● **WHAT YOU SHOULD DO**
Copy the data below from the line with "the blue storage" to the line with "point(469, 25)", both included, character for character.

Data entries
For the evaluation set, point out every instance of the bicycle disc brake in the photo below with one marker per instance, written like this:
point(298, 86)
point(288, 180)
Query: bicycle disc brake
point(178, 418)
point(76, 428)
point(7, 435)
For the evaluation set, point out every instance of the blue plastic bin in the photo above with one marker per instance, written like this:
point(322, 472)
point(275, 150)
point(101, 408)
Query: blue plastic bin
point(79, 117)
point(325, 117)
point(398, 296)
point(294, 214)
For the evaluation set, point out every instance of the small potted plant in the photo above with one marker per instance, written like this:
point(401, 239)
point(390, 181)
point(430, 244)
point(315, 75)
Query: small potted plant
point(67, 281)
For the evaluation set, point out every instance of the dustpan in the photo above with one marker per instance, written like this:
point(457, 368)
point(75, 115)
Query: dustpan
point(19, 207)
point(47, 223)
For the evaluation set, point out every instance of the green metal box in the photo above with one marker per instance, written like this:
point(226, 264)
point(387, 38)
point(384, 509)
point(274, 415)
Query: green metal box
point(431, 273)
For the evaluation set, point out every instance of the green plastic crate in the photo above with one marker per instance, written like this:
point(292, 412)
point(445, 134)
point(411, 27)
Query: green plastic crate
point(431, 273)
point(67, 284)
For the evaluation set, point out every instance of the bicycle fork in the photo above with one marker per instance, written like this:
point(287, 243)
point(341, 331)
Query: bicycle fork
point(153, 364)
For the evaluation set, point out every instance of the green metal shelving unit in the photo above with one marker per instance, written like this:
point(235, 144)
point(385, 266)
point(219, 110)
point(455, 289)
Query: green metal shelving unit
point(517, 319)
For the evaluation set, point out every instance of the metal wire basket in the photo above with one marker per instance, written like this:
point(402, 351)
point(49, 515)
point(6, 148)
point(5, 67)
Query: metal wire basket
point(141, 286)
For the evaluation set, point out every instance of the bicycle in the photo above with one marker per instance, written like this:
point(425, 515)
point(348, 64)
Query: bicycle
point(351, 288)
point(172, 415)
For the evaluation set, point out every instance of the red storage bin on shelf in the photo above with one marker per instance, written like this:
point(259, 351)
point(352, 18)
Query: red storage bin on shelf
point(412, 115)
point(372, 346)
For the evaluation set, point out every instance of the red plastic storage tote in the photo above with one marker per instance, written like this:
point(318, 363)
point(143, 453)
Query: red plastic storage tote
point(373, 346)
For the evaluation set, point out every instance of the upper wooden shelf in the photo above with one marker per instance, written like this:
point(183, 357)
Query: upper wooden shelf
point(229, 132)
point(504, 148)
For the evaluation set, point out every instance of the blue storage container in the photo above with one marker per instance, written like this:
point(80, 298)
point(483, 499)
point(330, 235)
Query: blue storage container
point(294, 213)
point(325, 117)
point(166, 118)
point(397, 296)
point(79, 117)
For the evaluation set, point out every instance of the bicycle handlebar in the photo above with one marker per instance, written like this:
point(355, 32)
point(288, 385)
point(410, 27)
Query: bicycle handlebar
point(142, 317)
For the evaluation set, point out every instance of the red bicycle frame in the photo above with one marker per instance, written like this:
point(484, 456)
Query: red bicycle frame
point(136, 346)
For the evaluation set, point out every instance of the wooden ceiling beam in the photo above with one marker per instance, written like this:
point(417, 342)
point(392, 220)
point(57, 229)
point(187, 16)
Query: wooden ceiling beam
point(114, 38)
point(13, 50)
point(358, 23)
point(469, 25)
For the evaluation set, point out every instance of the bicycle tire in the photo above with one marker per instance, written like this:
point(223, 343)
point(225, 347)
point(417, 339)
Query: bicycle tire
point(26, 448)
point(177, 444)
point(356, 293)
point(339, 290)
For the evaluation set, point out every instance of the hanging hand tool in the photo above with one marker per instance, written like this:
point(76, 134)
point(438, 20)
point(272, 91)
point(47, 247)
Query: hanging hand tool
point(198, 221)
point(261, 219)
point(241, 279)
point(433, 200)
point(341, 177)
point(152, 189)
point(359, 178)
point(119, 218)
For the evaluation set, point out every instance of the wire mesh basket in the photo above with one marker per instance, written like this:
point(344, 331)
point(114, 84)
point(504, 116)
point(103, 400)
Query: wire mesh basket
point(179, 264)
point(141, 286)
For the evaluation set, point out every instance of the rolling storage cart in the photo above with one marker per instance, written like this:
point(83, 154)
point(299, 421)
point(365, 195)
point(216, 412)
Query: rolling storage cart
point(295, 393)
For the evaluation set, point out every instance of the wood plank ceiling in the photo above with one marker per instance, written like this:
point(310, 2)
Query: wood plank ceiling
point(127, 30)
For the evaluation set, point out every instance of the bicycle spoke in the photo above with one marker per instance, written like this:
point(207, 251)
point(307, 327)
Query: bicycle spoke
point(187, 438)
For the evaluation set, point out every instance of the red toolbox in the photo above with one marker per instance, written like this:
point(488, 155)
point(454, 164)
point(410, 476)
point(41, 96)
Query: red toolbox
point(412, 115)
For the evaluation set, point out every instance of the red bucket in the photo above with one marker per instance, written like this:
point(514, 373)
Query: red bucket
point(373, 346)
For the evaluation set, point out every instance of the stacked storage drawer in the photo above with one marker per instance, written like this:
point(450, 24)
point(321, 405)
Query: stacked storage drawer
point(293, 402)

● **PROBLEM SOLUTION**
For the evaluation set, point out every instance of the blue storage container in the photo above with one marker per instance, written like this:
point(80, 298)
point(483, 499)
point(330, 235)
Query: blue storage container
point(294, 213)
point(325, 117)
point(166, 118)
point(397, 296)
point(79, 117)
For the evaluation set, point out every instance of the bicycle handlebar in the photo above with one marker per instance, written like this:
point(355, 32)
point(288, 385)
point(410, 27)
Query: bicycle handlebar
point(142, 317)
For the evaluation set, point out every instance of the red bicycle frame in the photo above with one marker per instance, written like this:
point(484, 456)
Query: red bicycle frame
point(136, 346)
For the evaluation set, point out every instance of the wooden ceiling beam in the photo above with one marker per instance, written like this:
point(417, 342)
point(392, 220)
point(57, 229)
point(187, 16)
Query: wooden ceiling beam
point(114, 38)
point(13, 50)
point(358, 23)
point(469, 25)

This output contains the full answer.